-- Data listing --
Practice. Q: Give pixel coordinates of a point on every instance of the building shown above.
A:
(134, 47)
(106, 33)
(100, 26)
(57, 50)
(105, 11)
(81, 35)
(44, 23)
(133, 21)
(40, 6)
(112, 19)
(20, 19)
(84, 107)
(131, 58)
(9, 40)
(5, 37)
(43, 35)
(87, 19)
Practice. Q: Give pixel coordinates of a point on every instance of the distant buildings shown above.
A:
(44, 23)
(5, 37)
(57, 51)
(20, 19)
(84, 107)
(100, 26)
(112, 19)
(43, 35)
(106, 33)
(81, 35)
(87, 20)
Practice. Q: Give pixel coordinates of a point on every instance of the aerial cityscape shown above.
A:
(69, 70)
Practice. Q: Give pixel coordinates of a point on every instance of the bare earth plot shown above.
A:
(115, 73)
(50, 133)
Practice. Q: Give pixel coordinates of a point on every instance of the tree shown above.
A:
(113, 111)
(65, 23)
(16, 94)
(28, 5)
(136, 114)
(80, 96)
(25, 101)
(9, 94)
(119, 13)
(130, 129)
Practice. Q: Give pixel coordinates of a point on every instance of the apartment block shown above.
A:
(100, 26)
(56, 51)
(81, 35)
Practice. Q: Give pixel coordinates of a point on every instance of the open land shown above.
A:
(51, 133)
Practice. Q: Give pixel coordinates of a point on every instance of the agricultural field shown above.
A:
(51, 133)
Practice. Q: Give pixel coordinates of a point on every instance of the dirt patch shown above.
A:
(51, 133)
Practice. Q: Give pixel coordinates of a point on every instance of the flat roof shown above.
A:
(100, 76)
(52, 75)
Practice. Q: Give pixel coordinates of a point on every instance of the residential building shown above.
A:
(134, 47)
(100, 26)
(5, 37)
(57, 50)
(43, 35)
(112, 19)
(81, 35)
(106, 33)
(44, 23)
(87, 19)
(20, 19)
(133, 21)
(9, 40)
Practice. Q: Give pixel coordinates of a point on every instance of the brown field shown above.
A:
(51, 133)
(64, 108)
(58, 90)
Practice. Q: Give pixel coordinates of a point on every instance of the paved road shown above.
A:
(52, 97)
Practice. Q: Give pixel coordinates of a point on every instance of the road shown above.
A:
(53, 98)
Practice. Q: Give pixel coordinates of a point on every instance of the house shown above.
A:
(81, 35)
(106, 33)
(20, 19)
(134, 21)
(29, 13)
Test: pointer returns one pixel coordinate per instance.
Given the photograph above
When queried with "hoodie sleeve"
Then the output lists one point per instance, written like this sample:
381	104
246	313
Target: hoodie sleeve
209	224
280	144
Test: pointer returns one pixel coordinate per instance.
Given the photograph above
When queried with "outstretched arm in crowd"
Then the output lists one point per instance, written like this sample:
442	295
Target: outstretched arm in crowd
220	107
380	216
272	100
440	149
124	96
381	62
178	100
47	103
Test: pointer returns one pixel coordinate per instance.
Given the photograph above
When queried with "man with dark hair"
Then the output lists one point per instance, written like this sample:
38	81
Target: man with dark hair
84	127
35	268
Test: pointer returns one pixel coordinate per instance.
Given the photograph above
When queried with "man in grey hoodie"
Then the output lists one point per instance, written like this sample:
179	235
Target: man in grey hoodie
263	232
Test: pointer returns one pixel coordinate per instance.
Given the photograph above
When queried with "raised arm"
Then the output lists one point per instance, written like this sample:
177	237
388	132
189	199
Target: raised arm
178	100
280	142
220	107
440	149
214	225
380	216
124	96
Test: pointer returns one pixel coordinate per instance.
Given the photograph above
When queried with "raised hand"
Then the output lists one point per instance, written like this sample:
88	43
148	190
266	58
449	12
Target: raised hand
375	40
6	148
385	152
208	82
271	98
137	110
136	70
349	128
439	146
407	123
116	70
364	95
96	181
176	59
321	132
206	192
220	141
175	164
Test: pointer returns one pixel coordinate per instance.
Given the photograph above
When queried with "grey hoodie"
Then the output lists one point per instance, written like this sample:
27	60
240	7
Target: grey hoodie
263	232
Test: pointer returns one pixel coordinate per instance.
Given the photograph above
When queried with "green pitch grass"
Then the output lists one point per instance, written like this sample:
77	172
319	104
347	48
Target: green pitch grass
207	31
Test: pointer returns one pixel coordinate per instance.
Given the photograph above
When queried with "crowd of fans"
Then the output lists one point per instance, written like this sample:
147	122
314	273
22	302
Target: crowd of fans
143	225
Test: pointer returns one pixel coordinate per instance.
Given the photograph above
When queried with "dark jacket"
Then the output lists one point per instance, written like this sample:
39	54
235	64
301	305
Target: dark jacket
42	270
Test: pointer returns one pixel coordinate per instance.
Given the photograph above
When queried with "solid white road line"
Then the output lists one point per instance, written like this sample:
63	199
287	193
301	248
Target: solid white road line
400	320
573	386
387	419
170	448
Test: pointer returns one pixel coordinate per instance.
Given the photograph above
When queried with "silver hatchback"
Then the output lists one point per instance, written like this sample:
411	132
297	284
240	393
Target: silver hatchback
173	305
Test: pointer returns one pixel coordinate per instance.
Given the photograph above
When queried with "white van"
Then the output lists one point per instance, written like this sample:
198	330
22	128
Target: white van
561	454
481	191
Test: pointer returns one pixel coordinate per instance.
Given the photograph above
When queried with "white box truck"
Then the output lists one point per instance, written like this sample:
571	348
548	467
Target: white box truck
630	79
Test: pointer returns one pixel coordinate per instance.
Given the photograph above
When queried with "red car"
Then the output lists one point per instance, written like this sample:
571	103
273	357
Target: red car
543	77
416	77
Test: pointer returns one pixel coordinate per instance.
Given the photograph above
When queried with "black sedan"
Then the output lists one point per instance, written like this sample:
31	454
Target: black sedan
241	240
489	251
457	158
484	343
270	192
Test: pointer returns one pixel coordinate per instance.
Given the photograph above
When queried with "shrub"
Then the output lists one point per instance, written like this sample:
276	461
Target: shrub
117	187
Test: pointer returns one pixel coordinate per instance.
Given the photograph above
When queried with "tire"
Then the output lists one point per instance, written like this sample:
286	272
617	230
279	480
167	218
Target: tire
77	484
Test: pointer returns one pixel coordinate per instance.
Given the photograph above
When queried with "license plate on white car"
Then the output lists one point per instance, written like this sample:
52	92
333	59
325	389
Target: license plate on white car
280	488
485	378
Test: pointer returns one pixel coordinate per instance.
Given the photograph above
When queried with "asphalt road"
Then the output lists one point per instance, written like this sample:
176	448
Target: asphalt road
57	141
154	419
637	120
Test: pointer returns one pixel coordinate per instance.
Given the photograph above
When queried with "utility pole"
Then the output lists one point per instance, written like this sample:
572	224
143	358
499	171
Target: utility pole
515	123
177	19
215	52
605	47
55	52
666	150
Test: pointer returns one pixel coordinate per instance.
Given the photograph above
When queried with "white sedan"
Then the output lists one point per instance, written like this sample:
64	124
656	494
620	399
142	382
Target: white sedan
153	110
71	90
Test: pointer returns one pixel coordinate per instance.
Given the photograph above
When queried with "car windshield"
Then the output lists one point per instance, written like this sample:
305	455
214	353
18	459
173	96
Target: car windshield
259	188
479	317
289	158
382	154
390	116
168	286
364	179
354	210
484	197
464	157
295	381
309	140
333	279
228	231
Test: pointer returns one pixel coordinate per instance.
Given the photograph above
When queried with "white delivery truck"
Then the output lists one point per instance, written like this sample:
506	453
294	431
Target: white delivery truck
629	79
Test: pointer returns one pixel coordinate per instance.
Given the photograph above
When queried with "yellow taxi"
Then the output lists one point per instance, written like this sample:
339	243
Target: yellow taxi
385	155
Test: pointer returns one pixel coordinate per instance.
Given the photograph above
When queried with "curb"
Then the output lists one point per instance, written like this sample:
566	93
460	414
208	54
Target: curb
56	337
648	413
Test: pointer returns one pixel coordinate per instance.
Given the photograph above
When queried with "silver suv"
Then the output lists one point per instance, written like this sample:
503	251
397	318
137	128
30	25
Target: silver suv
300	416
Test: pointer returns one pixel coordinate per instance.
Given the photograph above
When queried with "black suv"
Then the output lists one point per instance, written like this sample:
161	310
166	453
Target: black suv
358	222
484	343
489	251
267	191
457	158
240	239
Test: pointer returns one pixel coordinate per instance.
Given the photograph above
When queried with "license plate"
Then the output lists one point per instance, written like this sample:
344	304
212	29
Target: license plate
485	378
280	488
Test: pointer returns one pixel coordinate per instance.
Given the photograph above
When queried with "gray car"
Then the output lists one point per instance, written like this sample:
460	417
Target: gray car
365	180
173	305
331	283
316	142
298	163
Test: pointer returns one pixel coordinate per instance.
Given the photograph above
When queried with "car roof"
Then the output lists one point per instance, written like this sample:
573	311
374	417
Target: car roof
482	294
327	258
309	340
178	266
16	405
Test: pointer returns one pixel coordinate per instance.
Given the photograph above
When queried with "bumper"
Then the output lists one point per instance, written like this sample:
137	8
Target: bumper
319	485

-- Assigned task --
If a line in the records includes the string "field", copy it.

-- Written answer --
Practice. Q: Give pixel coordinates of a point on every instance of the agricultural field shown above.
Practice. Q: Give pixel coordinates of a point on every instance of the brown field shown above.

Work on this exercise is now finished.